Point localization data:
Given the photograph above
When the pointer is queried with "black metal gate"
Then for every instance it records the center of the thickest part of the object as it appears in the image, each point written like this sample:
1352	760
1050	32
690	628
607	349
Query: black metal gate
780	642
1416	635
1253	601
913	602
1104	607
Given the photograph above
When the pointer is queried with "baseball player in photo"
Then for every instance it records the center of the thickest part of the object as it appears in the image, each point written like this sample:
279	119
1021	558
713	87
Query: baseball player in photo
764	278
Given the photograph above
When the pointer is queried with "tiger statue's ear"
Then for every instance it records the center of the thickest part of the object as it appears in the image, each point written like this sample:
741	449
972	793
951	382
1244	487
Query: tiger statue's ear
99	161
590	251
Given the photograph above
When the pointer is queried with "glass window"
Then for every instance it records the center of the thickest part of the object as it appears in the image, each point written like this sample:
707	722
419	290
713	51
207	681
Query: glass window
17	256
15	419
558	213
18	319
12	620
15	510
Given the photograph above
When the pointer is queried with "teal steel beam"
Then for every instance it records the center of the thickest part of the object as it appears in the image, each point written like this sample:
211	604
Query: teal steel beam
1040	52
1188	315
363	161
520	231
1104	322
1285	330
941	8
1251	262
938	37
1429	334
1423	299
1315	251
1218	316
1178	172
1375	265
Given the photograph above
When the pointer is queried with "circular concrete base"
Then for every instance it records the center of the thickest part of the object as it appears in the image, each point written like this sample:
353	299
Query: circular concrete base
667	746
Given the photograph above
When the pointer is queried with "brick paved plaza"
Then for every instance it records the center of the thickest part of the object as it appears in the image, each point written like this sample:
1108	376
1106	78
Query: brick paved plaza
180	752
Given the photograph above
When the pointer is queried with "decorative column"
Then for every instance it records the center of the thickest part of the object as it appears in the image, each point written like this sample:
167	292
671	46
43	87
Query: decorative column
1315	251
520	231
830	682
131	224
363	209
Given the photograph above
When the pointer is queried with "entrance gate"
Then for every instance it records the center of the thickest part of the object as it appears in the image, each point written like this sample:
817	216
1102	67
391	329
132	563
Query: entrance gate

EXERCISE BRIEF:
Output all records exactly, with nothing added or dropped.

TASK RESULT:
Given the photograph above
When the pointer is queried with "black metal gate"
Then for every instance it records the center of the thickest part of the object as it appears in the image, each point written like this sample:
1352	760
1050	32
690	628
607	349
Query: black metal gate
780	642
1416	635
1253	601
913	602
1104	607
Given the photograph above
When the pointer is queried with "baseball player in photo"
Then for every instance it records the center of the thickest part of the object as it appears in the image, each point written like this sample:
279	119
1021	558
713	87
Query: baseball player in photo
764	278
Given the photograph above
When the pointer is queried with "tiger statue's ear"
Then for every instance it records the center of the thickest part of the object as it appears in the image, each point written like this sample:
741	449
972	793
951	382
1244	487
Query: tiger statue's ear
99	161
590	251
Given the photograph above
When the pointer is queried with "glass window"
Then for every instance it records the center of the thickest part of the object as it appears in the image, each point written like this sample:
707	722
419	290
713	51
207	681
Query: glass window
17	256
15	419
558	213
18	319
12	620
15	510
Given the photograph above
When the pointer is queried with "teal steel beam"
Then for every instance it records the center of the thickest part of the object as it appears in the image, each point written like this sample:
211	604
Query: teal steel beam
1040	52
1188	315
363	161
520	231
1104	322
1285	330
941	8
1251	262
938	37
1429	334
1423	299
1315	251
1218	316
1178	172
1375	265
Given the photograph above
When the pointer is queried with "circular concrete base"
Then for every instance it records the center of the thickest part of the object as it appears in the image, each point written like this sample:
353	299
Query: circular concrete base
667	746
Given the photograph above
When the pointer is queried with "brick paved plaza"
Then for every instance it records the center of the thickest part of the object as it appears in the image, each point written like this sample:
1108	376
1106	78
Query: brick paved plaza
180	752
Given the photograph above
When the pointer is queried with "decorative column"
Then for every instance it records the center of the thickest part of the object as it appears in the image, each point written like this sample:
167	292
671	46
43	87
Query: decorative column
1315	251
520	231
830	682
131	224
363	209
Given the photograph above
When the pointer is queried with "entrance gate"
Then for every instance it records the center of the thickest part of the object as it appears in the image, each point written like this sample:
817	216
1102	67
391	329
132	563
Query: entrance gate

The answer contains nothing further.